:: Set exercise 1 ::
In the post, besides the type, what varies between the collection classes?
:: Set exercise 2 ::
Reproduce the post word for word from "Here are two" to "JP, int before)".

:: Page ::
::::::::::

It all works, everything is happy. But it irritates me, because I know I am not doing it properly. The issue is that each class uses pretty much the same code, varying only the type and a parameter, so I feel that it could be implemented as an abstract class, or generic, or extension to List, or ... but I'm not really understanding enough of the differences or how to go about it to be able to sort out what I need.
Here are two of my several collections, so that you get the idea:
// JourneyPatterns
public class JourneyPatterns : List<JourneyPattern>
{
private Dictionary<string, JourneyPattern> jpHashes; // This is a hash table for quick lookup of a JP based on its values
/* Add a journey pattern to the JourneyPatterns collection. Three methods for adding:
1. "Insert Before" (=at) a particular point in the list. This is the method used by all three methods.
2. "Insert After" a particular point in the list. This is "before" shifted by 1 e.g. "after 6" is "before 7"
3. "Append" to the end of the list. This is "before" with a value equal to the list count, and is the same as inherited "Add", but with checks
*/
public JourneyPattern InsertBefore(JourneyPattern JP, int before)
{
// check for a pre-existing JP with the same parameters (ignore ID). Do this by constructing a "key" based on the values to check against
// and looking it up in the private hash dictionary
JourneyPattern existingJP;
if (jpHashes.TryGetValue(JP.hash, out existingJP)) { return existingJP; }
else
{
// construct a new ID for this JP
if (string.IsNullOrWhiteSpace(JP.id)) JP.id = "JP_" + (Count + 1).ToString();
// next check that the ID specified isn't already being used by a different JPS
if (Exists(a => a.id == JP.id)) JP.id = "JP_" + (Count + 1).ToString();
// now do the add/insert
if (before < 0) { Insert(0, JP); } else if (before >= Count) { Add(JP); } else { Insert(before, JP); }
// finally add to the hash table for fast compare / lookup
jpHashes.Add(JP.hash, JP);
return JP;
}
}
public JourneyPattern InsertAfter(JourneyPattern JP, int after) { return InsertBefore(JP, after + 1); }
public JourneyPattern Append(JourneyPattern JP) { return InsertBefore(JP, Count); }
}
// JourneyPatternSections
public class JourneyPatternSections : List<JourneyPatternSection>
{
private Dictionary<string, JourneyPatternSection> jpsHashes; // This is a hash table for quick lookup of a JPS based on its values
/* Add a journey pattern section to the journeyPatternSections collection. Three methods for adding:
1. "Insert Before" (=at) a particular point in the list. This is the method used by all three methods.

::::::::::

:: Listed entries ::
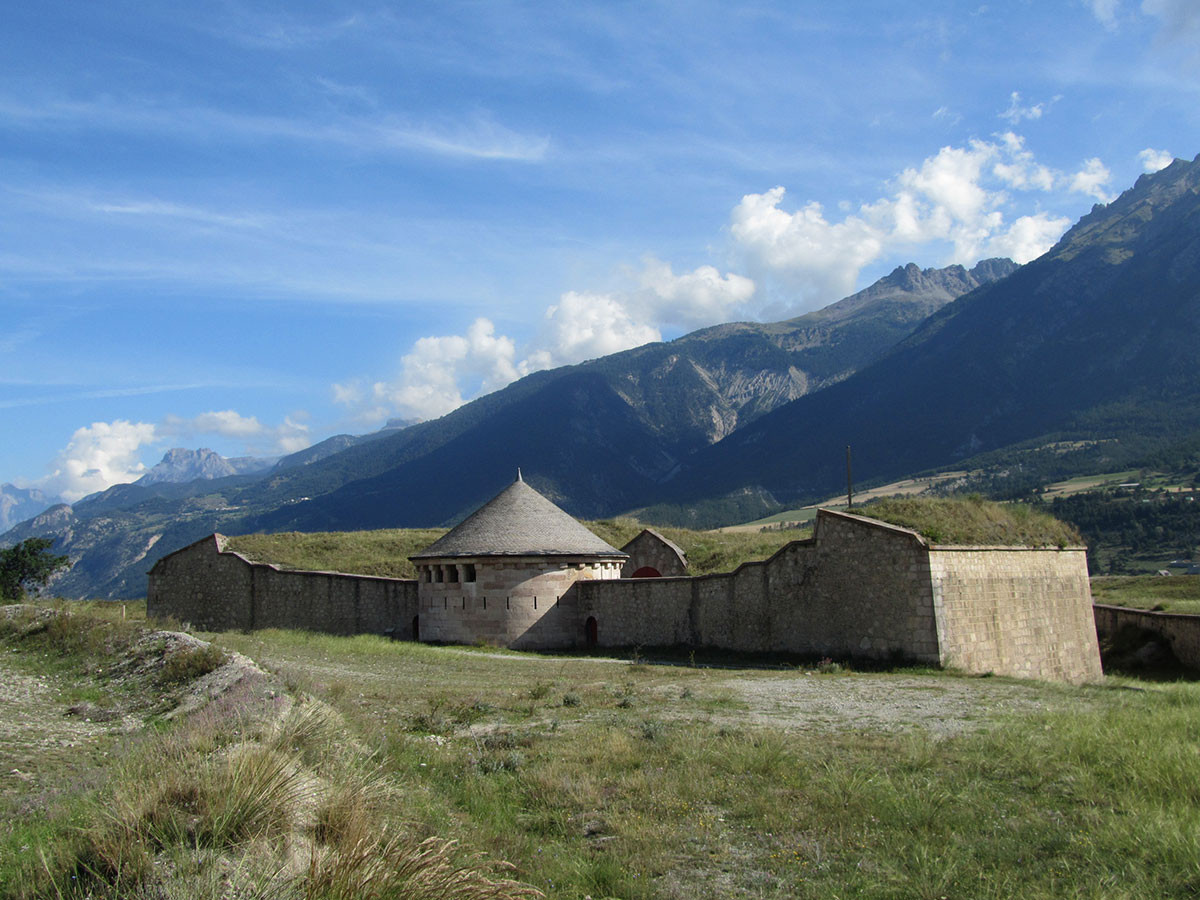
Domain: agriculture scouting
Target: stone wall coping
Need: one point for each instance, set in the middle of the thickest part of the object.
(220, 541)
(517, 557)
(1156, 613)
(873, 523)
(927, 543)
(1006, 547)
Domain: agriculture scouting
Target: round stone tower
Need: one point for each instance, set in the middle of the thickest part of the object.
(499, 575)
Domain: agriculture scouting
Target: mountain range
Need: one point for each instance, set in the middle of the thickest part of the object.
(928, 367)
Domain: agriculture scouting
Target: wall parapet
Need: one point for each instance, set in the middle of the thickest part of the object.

::::::::::

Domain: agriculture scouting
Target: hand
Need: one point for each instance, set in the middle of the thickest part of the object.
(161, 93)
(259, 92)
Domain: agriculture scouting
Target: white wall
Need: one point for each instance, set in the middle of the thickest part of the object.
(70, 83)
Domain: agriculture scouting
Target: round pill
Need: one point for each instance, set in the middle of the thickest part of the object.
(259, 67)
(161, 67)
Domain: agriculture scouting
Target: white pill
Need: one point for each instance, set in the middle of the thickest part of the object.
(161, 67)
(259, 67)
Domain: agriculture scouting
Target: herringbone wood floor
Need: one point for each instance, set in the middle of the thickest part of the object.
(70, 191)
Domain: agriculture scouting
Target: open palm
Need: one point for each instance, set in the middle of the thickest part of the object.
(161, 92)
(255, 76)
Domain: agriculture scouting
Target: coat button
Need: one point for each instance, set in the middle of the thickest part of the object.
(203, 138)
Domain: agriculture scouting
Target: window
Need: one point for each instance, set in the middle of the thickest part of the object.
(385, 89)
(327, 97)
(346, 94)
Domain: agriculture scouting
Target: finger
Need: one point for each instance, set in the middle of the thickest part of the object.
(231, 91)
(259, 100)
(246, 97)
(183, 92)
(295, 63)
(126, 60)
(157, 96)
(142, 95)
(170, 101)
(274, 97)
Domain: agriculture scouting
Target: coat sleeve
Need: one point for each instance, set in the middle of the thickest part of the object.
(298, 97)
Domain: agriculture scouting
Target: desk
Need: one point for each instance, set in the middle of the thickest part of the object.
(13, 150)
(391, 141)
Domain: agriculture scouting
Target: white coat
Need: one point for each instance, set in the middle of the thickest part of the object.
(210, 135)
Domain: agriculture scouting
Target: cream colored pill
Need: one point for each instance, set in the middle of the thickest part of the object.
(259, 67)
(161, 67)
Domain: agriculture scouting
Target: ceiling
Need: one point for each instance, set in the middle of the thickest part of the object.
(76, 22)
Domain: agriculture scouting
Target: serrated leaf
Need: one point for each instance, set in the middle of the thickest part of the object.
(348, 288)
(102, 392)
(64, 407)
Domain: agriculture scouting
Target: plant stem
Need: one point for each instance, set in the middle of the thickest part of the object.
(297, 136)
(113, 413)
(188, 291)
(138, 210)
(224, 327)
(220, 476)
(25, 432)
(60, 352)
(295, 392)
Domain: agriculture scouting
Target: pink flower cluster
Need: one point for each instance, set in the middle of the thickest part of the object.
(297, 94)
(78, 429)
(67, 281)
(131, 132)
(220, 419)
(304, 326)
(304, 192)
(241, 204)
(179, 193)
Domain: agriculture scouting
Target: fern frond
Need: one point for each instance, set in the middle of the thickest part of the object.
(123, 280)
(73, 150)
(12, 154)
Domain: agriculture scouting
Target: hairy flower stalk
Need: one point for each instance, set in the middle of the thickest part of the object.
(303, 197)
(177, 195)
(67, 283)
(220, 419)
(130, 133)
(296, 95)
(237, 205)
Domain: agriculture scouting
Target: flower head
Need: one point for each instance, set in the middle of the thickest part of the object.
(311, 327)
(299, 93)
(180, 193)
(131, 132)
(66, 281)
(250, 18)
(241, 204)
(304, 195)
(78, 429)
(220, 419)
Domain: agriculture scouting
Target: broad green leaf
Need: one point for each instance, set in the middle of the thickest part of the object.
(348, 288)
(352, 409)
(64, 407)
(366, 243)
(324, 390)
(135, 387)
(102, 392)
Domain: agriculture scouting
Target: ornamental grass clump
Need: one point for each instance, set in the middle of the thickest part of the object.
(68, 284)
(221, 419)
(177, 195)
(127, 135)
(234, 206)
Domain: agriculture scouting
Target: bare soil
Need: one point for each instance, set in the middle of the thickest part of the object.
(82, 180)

::::::::::

:: Complete answer 1 ::
A parameter.

:: Complete answer 2 ::
Here are two of my several collections, so that you get the idea:
// JourneyPatterns
public class JourneyPatterns : List<JourneyPattern>
{
private Dictionary<string, JourneyPattern> jpHashes; // This is a hash table for quick lookup of a JP based on its values
/* Add a journey pattern to the JourneyPatterns collection. Three methods for adding:
1. "Insert Before" (=at) a particular point in the list. This is the method used by all three methods.
2. "Insert After" a particular point in the list. This is "before" shifted by 1 e.g. "after 6" is "before 7"
3. "Append" to the end of the list. This is "before" with a value equal to the list count, and is the same as inherited "Add", but with checks
*/
public JourneyPattern InsertBefore(JourneyPattern JP, int before)